▸ **Extract provided**:

'''

Don’t Use Did
In my last blog, I ranted against the term raising awareness. Clearly a harmless blog. Its not as if that term is copyrighted or trademarked. Right? Actually, that term is part of many copyrights and trademarks, and I could have gotten into real legal trouble. Now, wait a minute. This is a simple blog with four regular readers that only discusses humble book topics. My most significant blog success attracted a whopping 21 views. Copyright and trademark holders clearly do not have the time to waste on me. Perhaps not.
Let’s pretend I ranted against a large corporation or made racial slurs. Understandably, such negative actions would attract censors. Perhaps an automated search would have uncovered my offensive statements and raised flags. The Facebook overseers might have removed the post.
Of course, I go out of my way to avoid negative/controversial topics. However, I could have accidentally written something genuinely awful. Yes, I might upset the entire internet and worldwide legal community by using the word “did.” What is so bad about this humble word? Words can be acronyms, and the word “did” is used by several organizations. Here is a list of groups that might get upset:

Department of International Development (UK government department)
Digital Image Design (Software Company)
Dissociative Identity Disorder (human psychology)
Damsels in Distress (Film)
Department of Irrigation and Drainage (Malaysia government department)
Dansk Ishockey Dommerklub (Denmark ice hockey)
Digitization and Interoperability Division (US Army data standardization office)

Does this mean that if use the blog title “What did I do last week” that the Malaysian Department of Irrigation and Drainage will send out a takedown notice? Of course not. They are a reasonable government organization with a common acronym and would take no action. After all, “did” ranks 107 out of the most used words and is clearly fair use.
Not so fast. It turns out that Dance India Dance (a competition reality show) is often referred to as DID. As part of their copyright protection efforts, they routinely take down titles with the word “did.” That cannot possibly affect my humble efforts. Well…
When the article appeared, “What Did Ada Lovelace's Program Actually Do” in reference to an 1815 computer programmer, it got removed with a DMCA takedown notice. Here is an article about this incident.
I would understand a takedown if the article had something to do with dancing in India, posted their copyrighted script, or contained a video from that program. I would also understand going after a blatant rip-off such as Dance Indiana Dance.

'''

▸ **Dataset**:
'''

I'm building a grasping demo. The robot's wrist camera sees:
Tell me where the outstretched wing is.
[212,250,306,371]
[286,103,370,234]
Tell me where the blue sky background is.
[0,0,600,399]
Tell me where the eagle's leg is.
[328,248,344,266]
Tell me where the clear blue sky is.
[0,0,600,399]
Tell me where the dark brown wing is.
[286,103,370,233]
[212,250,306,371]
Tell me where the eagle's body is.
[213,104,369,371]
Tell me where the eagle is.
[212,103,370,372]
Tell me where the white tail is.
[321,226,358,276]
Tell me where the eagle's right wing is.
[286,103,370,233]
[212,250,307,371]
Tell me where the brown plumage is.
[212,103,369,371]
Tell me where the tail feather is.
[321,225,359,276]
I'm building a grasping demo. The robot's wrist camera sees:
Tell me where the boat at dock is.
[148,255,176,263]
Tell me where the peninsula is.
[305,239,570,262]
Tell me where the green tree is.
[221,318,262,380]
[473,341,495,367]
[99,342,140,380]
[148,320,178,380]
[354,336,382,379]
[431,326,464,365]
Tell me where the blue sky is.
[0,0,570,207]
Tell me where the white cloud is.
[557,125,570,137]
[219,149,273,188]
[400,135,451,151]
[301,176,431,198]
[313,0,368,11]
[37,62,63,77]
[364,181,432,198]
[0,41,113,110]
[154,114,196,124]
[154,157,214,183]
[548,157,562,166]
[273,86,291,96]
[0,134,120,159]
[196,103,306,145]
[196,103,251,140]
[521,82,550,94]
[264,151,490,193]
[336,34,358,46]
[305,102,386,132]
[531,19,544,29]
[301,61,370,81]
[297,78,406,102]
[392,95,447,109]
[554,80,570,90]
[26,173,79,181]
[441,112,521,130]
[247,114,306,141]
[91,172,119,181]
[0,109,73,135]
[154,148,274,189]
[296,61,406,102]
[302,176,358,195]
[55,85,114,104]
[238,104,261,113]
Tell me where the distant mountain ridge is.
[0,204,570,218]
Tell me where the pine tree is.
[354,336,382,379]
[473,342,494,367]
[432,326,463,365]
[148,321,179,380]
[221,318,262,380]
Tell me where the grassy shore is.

'''

▸ **What needs to be done**:
Answer these questions about the blog post on the word "did":
1. How many views did the writer's biggest blog success attract?
2. Which Danish ice hockey group appears in the list of organizations that use the acronym?
3. What kind of show is Dance India Dance?

▸ **Solved exercise**:
1. 21 views
2. Dansk Ishockey Dommerklub
3. A competition reality show